* Point localization data:
------
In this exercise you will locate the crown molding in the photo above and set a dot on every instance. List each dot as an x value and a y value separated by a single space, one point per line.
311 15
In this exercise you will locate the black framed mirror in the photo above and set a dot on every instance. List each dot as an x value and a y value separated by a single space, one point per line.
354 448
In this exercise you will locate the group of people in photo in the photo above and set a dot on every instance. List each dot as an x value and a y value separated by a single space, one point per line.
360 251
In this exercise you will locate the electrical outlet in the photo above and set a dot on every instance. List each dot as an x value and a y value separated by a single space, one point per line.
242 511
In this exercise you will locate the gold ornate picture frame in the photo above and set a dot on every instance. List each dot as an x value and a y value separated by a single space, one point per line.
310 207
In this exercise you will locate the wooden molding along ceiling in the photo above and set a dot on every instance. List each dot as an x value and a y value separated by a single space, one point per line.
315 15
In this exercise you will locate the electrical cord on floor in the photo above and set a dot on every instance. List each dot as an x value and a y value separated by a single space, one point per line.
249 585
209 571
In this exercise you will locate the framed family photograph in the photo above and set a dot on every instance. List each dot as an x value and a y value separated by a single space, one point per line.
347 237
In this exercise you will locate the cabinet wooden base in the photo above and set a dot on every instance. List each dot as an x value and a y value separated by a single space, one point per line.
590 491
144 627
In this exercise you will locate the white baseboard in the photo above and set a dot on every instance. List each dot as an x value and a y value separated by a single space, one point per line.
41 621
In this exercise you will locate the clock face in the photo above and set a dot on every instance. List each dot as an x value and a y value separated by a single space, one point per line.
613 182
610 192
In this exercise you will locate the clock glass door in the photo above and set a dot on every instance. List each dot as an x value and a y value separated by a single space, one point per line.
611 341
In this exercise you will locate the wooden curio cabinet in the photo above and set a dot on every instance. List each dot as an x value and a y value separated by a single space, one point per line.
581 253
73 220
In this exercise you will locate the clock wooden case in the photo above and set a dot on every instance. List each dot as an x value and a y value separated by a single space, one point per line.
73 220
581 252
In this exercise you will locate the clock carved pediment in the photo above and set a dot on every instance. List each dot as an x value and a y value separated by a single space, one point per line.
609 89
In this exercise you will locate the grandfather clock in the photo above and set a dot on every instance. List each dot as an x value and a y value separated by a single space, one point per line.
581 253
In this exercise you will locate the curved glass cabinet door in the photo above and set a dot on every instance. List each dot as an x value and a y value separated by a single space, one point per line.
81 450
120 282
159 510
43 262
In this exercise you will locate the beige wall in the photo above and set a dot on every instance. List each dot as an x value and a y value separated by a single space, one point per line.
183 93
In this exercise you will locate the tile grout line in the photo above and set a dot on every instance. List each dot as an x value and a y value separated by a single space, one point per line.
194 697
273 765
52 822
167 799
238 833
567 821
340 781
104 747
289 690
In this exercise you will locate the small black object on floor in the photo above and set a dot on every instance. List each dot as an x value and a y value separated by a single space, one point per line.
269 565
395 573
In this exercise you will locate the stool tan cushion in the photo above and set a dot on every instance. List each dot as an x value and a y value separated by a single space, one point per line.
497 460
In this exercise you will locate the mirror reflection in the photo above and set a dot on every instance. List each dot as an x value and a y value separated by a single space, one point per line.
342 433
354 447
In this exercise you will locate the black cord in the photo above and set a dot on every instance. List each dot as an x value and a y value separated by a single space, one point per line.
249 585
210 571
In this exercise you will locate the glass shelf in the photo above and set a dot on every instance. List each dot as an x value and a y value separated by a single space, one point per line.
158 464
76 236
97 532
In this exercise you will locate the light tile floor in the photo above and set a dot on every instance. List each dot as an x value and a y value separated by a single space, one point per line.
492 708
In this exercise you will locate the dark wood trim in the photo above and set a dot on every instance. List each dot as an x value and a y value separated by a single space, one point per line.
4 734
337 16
------
* Task to carry out:
Starting from the line containing "In this exercise you will locate the small" and ending with the final line of the data, reproduce each line exactly as it appears, including no other lines.

* Exercise answer:
In this exercise you will locate the small black object on floor in the photo above and set a dot on every instance. List each dot as an x value and a y value separated by a single space, one point per line.
269 565
395 573
In this exercise you will locate the stool tan cushion in the photo above and set a dot on every instance. List each dot as an x value and a y value separated by a single space, one point per line.
497 460
In this exercise you will locate the mirror reflection in the photo above and set a dot on every instance. List each dot as an x value and a y value separated by a single space, one point per line.
342 433
354 447
In this exercise you will locate the black cord in the photo above and set a dot on every instance. List each dot as an x value and a y value separated by a single space, one point per line.
249 585
210 571
In this exercise you will locate the glass shelf in the photo above and set a dot on every instance. List each dot as an x value and a y value separated by a single space, one point per line.
158 464
76 236
97 532
In this exercise you will locate the light tile floor in the photo above and set a dot on every instance. List each dot as an x value and a y value separated by a single space, one point per line.
492 708
In this exercise you will locate the dark wood trim in the photo above and set a dot on every instance. List each dot as an x value and a y value separated by a single space, one point per line.
4 734
337 16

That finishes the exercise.